◆ EXCERPT
Okay, they’re not completely right — cliches are cliches because they are truths spoken until you’re tired of hearing them. These are truths that aren’t really true any more because they need to be updated to the current state of the art in photography. And so I will:
You Must Shoot Every Day. You Must Carry Your Camera Everywhere
This rule has a good intent — to get you in the habit of taking photographs and learning to see with your camera. In the day when people shot film and sent their film off to labs to be developed and printed, this rule mostly made sense.
Today, the photographer is also the lab; to be a really good photographer, you have to not only be strong behind the camera, you have to be strong behind the monitor; you have to work on both your capture skills and your processing skills — and because of this, telling people that they have to shoot images every day is a bad idea. It sets the mental mindset that the capturing of images is what matters, not the creation of the best possible images (this is, by the way, my only possible criticism of The Best Camera, and it’s a minor one as its strongest).
What we should be telling photographers is not to shoot images every day, but to work on their craft every day — although even that bothers me, because if you turn this into a grind, you’re going to turn people off on it. Weekends exist for a reason, and you shouldn’t be setting tasks that remove the joy from it.

◆ DATA ENTRIES
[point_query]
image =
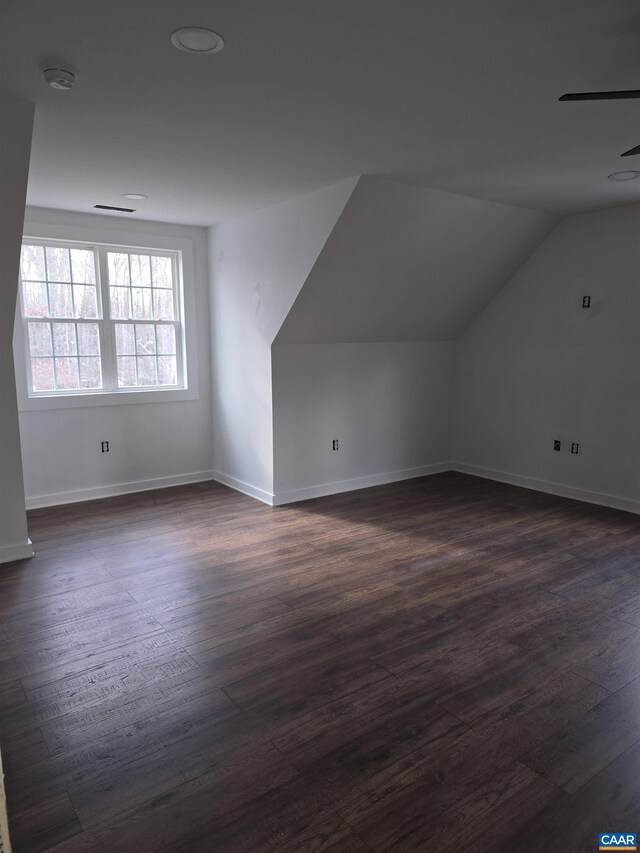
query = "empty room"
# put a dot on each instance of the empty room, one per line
(319, 426)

◆ TASK BRIEF
Continue the piece on outdated photography clichés, picking up right after its final sentence.

◆ TASK ANSWER
What this rule is really trying to do is create the habit of thinking and acting like a photographer: that means spending the time to improve your skills and learning to see and think through your photography, to build the habits that allow you to be ready when a photo opportunity happens — and have your gear handy so you can capture it.
And THEN go back to the digital lab and create the best possible image out of that capture.
The core of the rule is good: becoming a better photographer takes time and commitment, you must be willing to invest in improving yourself, and that takes time behind the camera — but it also now takes time in the digital darkroom, and in many ways, the darkroom can be more important to taking that step from “pretty good” to “wow” as the capture.
Don’t just carry your camera around and take random pictures of random things and think that’ll make you a better photographer. Honor the intent of the rule, which is to commit the time and energy to your craft, both in the field and in the lab. Time spent taking pictures outside of your comfort zone and of subjects you don’t normally shoot is a good idea, but spending time honing your photoshop skills is at least important, and honestly, I think it’s more important to shifting the quality of your images to that next level.
You Must Shoot in Manual Mode (and turn off autofocus, too!)
The intent of this rule is good — if you just stick your camera in “P”rogram mode and let it make the decisions, it will save you (mostly) from taking really crappy pictures (mostly), but it will also prevent you from taking really great pictures, because it’s going to navigate the capture into the safe, conservative areas. As good as digital imaging is getting these days, no camera can make decisions that lead to the best possible images — not without help.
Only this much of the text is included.